+++ Data to use

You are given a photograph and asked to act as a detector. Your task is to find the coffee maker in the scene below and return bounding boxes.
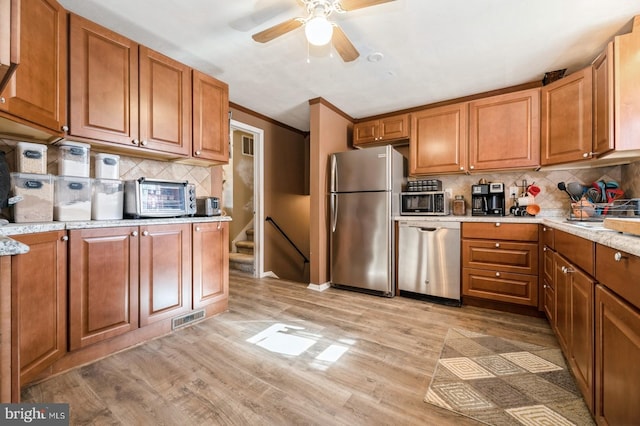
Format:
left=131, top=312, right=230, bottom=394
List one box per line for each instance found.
left=471, top=182, right=505, bottom=216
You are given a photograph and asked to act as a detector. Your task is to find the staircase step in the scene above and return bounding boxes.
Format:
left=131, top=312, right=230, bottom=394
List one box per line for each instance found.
left=229, top=253, right=254, bottom=273
left=236, top=240, right=255, bottom=254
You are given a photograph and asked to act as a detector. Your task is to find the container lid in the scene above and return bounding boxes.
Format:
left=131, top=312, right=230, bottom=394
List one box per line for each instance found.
left=17, top=142, right=47, bottom=151
left=58, top=141, right=91, bottom=149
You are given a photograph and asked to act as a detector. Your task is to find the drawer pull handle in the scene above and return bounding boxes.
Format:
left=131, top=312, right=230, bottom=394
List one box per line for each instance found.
left=613, top=251, right=628, bottom=262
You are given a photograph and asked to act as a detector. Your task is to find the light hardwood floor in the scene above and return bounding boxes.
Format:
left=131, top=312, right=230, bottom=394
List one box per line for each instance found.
left=22, top=272, right=557, bottom=425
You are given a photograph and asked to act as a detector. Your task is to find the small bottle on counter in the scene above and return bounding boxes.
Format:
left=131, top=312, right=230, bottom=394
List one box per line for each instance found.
left=453, top=195, right=467, bottom=216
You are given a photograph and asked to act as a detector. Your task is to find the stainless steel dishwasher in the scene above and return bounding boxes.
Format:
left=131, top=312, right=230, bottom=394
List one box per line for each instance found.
left=398, top=220, right=461, bottom=306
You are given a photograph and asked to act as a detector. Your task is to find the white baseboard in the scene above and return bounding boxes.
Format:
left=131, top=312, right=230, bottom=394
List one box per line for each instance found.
left=307, top=283, right=331, bottom=291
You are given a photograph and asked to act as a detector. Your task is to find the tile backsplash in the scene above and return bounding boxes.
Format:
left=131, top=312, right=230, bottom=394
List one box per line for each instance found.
left=410, top=161, right=640, bottom=217
left=0, top=139, right=211, bottom=197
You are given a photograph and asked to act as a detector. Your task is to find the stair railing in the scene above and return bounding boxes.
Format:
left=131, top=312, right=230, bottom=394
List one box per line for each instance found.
left=265, top=216, right=309, bottom=263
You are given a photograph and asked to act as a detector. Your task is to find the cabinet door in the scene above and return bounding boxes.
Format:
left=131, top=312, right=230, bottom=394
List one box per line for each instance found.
left=568, top=269, right=595, bottom=412
left=540, top=67, right=593, bottom=165
left=69, top=14, right=138, bottom=146
left=353, top=120, right=380, bottom=146
left=69, top=226, right=138, bottom=350
left=140, top=224, right=191, bottom=326
left=594, top=285, right=640, bottom=425
left=139, top=46, right=191, bottom=156
left=593, top=42, right=615, bottom=155
left=193, top=222, right=229, bottom=309
left=0, top=0, right=67, bottom=134
left=11, top=231, right=67, bottom=384
left=469, top=89, right=540, bottom=170
left=409, top=103, right=467, bottom=175
left=0, top=0, right=20, bottom=93
left=380, top=114, right=409, bottom=141
left=192, top=70, right=229, bottom=163
left=553, top=253, right=571, bottom=354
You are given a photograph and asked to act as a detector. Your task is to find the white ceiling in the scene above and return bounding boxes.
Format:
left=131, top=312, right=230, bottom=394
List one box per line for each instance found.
left=59, top=0, right=640, bottom=131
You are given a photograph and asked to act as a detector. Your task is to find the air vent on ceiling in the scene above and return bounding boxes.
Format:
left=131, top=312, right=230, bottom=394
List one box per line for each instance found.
left=171, top=309, right=204, bottom=330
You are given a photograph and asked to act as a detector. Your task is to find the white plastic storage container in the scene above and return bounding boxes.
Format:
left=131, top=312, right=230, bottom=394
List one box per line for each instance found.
left=11, top=173, right=54, bottom=223
left=91, top=179, right=124, bottom=220
left=94, top=153, right=120, bottom=179
left=53, top=176, right=91, bottom=221
left=16, top=142, right=47, bottom=174
left=58, top=141, right=90, bottom=177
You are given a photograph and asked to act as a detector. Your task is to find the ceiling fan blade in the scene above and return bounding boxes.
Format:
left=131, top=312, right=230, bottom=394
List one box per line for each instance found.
left=251, top=18, right=302, bottom=43
left=340, top=0, right=395, bottom=12
left=331, top=25, right=360, bottom=62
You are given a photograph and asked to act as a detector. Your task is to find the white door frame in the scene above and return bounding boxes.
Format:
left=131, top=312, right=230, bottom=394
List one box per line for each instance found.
left=229, top=119, right=265, bottom=278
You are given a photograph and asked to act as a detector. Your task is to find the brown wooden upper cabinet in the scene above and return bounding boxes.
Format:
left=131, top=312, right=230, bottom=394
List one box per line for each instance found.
left=0, top=0, right=20, bottom=92
left=469, top=88, right=540, bottom=171
left=353, top=114, right=409, bottom=146
left=69, top=15, right=191, bottom=157
left=409, top=102, right=468, bottom=175
left=0, top=0, right=67, bottom=136
left=541, top=66, right=593, bottom=165
left=192, top=70, right=229, bottom=163
left=593, top=16, right=640, bottom=156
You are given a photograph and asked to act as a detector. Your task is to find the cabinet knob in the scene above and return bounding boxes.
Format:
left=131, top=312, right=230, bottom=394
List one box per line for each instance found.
left=613, top=251, right=628, bottom=262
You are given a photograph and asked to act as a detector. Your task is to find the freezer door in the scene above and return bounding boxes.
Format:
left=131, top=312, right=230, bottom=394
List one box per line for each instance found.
left=331, top=192, right=395, bottom=296
left=330, top=146, right=392, bottom=192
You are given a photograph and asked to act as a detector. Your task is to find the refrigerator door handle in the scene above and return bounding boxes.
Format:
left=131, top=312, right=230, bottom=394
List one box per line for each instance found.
left=330, top=193, right=338, bottom=233
left=329, top=155, right=338, bottom=192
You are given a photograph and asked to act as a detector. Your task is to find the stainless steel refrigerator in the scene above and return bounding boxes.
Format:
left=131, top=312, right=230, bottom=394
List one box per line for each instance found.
left=330, top=146, right=406, bottom=297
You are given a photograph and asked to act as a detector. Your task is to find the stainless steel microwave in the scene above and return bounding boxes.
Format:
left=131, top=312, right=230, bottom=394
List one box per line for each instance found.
left=124, top=177, right=196, bottom=218
left=400, top=191, right=450, bottom=216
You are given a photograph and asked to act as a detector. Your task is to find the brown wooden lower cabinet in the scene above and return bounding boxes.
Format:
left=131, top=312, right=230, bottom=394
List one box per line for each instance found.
left=193, top=222, right=229, bottom=309
left=595, top=283, right=640, bottom=425
left=11, top=231, right=67, bottom=383
left=139, top=223, right=191, bottom=327
left=69, top=226, right=139, bottom=350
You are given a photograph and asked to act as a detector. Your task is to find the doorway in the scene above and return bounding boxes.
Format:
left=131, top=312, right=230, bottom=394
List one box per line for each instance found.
left=222, top=120, right=265, bottom=278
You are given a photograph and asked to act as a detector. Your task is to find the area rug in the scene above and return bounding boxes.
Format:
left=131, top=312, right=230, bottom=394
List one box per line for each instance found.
left=424, top=328, right=594, bottom=426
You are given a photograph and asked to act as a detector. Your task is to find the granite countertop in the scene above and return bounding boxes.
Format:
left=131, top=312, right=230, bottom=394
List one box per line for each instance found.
left=394, top=216, right=640, bottom=256
left=0, top=216, right=232, bottom=256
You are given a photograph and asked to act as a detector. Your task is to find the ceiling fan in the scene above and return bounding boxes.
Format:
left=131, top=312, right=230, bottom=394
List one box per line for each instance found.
left=252, top=0, right=394, bottom=62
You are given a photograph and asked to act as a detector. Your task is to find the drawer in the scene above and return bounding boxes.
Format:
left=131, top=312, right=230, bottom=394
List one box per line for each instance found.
left=540, top=225, right=555, bottom=250
left=596, top=244, right=640, bottom=309
left=554, top=229, right=596, bottom=276
left=462, top=268, right=538, bottom=307
left=462, top=240, right=538, bottom=275
left=462, top=222, right=538, bottom=242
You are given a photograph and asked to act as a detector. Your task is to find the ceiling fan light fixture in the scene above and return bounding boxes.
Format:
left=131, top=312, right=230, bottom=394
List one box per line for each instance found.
left=304, top=16, right=333, bottom=46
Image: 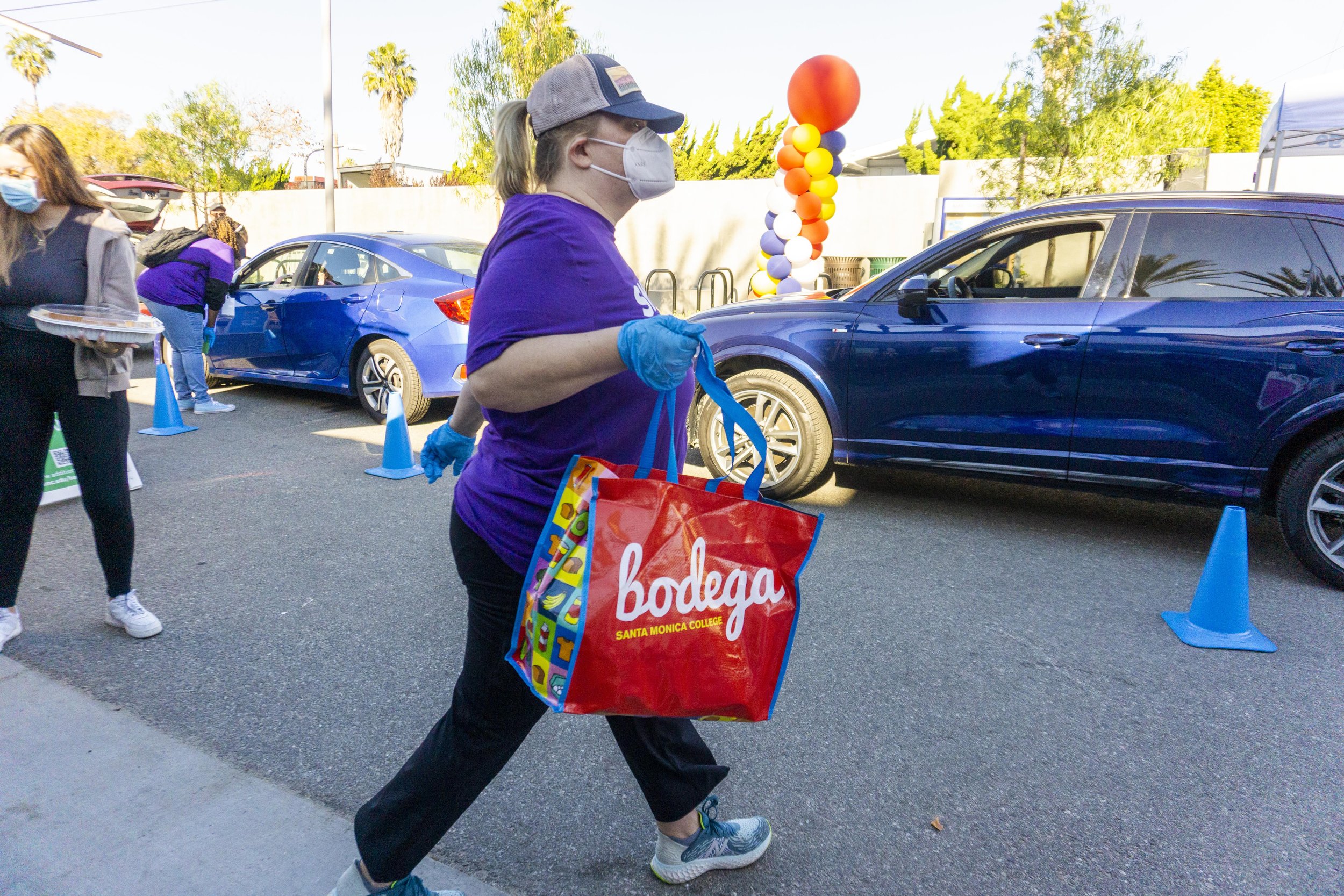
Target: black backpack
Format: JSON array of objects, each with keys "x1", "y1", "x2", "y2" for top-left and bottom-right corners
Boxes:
[{"x1": 136, "y1": 227, "x2": 210, "y2": 267}]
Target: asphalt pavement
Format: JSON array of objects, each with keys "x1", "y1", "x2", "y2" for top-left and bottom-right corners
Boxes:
[{"x1": 0, "y1": 354, "x2": 1344, "y2": 896}]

++++++

Directive —
Format the lines of the records as a JSON list of strings, one string per line with blank lines omitted, starting at the line containing "brown wooden lower" and ending at the line containing "left=252, top=0, right=394, bottom=62", both included.

Task answer —
[
  "You are given a photograph and asked to act as a detector. Your task is to find the brown wooden lower cabinet in the scene above and return bounding boxes.",
  "Format:",
  "left=131, top=312, right=230, bottom=394",
  "List one box per line for each instance found.",
  "left=193, top=222, right=229, bottom=309",
  "left=595, top=283, right=640, bottom=425",
  "left=11, top=231, right=67, bottom=383",
  "left=139, top=223, right=191, bottom=327",
  "left=69, top=226, right=139, bottom=350",
  "You are given a photograph and asked to act as a detector. Your task is to find the doorway in the scene above and return bounding boxes.",
  "Format:",
  "left=131, top=312, right=230, bottom=394",
  "List one box per line for each instance found.",
  "left=222, top=120, right=265, bottom=278",
  "You are given a photograph and asked to act as a detector. Your task is to find the area rug in the scene above and return bounding boxes.",
  "Format:",
  "left=131, top=312, right=230, bottom=394",
  "List one box per line for each instance found.",
  "left=424, top=328, right=594, bottom=426",
  "You are given a photograph and asked to act as a detector. Your task is to find the granite countertop in the scene above and return bounding boxes.",
  "Format:",
  "left=131, top=312, right=230, bottom=394",
  "List one box per line for each instance found.",
  "left=394, top=216, right=640, bottom=256",
  "left=0, top=216, right=232, bottom=256",
  "You are given a photograph and asked to act as a detector. Your task is to find the ceiling fan in the scene above and return bounding boxes.",
  "Format:",
  "left=131, top=312, right=230, bottom=394",
  "List one box per line for each instance found.",
  "left=252, top=0, right=394, bottom=62"
]